Material shown:
..........

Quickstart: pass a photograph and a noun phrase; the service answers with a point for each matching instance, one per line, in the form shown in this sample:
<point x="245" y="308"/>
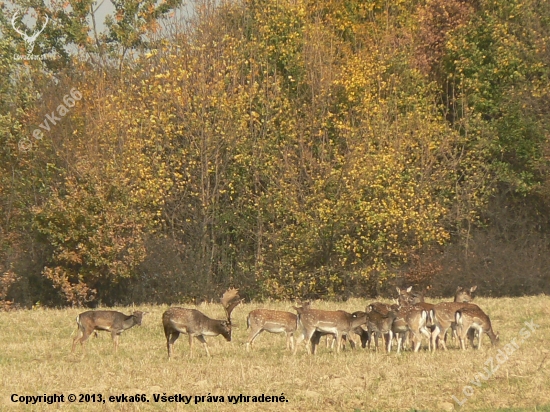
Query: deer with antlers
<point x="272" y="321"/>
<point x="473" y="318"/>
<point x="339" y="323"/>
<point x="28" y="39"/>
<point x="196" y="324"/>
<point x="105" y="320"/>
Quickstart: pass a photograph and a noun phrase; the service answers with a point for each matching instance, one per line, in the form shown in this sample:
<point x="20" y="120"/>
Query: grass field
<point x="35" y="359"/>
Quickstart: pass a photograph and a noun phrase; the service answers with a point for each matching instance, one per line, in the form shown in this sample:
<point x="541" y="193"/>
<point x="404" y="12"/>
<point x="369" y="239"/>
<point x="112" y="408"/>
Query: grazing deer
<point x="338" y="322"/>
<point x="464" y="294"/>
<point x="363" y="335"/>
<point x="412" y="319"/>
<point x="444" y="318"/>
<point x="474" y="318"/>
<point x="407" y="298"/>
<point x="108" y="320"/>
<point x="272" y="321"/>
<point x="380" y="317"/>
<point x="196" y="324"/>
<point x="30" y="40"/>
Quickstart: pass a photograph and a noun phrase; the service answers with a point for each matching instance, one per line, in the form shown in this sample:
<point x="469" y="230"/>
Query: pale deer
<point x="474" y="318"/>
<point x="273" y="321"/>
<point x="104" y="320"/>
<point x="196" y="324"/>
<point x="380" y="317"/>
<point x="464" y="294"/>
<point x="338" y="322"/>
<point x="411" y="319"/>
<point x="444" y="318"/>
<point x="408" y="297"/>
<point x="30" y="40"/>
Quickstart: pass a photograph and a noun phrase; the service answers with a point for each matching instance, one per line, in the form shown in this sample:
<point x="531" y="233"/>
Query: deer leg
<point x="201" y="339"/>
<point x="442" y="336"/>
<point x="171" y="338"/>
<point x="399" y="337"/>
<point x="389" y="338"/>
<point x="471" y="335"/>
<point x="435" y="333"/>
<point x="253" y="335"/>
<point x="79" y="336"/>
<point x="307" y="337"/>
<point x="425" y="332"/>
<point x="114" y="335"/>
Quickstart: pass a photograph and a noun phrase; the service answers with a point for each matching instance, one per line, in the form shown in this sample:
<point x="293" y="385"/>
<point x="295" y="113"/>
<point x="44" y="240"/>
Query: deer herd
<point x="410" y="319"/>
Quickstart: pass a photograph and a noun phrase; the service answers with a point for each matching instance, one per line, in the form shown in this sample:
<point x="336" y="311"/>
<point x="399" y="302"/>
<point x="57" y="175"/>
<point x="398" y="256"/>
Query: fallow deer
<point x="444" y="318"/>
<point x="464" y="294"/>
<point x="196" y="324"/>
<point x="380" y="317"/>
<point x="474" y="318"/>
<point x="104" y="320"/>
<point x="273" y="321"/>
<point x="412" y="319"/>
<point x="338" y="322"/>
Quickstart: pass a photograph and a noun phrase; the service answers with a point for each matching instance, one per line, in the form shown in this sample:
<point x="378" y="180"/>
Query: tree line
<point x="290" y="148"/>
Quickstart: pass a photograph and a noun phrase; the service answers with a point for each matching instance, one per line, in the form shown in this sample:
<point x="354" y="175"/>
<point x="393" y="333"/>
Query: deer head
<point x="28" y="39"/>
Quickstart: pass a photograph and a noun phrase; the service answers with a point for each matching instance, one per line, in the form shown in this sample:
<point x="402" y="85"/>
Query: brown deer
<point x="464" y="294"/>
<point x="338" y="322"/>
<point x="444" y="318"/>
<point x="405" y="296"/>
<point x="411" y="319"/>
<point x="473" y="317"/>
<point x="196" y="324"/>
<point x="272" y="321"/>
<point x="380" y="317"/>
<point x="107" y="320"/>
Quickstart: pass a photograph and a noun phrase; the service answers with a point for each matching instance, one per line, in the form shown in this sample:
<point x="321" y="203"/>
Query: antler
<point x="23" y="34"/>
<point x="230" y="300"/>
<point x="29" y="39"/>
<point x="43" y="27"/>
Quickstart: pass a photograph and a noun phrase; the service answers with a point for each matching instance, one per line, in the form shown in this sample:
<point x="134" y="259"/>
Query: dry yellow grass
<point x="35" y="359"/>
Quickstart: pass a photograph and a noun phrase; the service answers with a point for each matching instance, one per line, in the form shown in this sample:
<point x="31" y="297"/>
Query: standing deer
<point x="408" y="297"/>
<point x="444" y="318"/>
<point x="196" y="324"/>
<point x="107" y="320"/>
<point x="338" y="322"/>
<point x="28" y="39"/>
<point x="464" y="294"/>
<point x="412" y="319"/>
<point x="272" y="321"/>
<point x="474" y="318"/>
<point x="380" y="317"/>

..........

Job: Count the lines in the entries above that contain the word "deer", and reply with the number alone.

Solution for this exercise: 9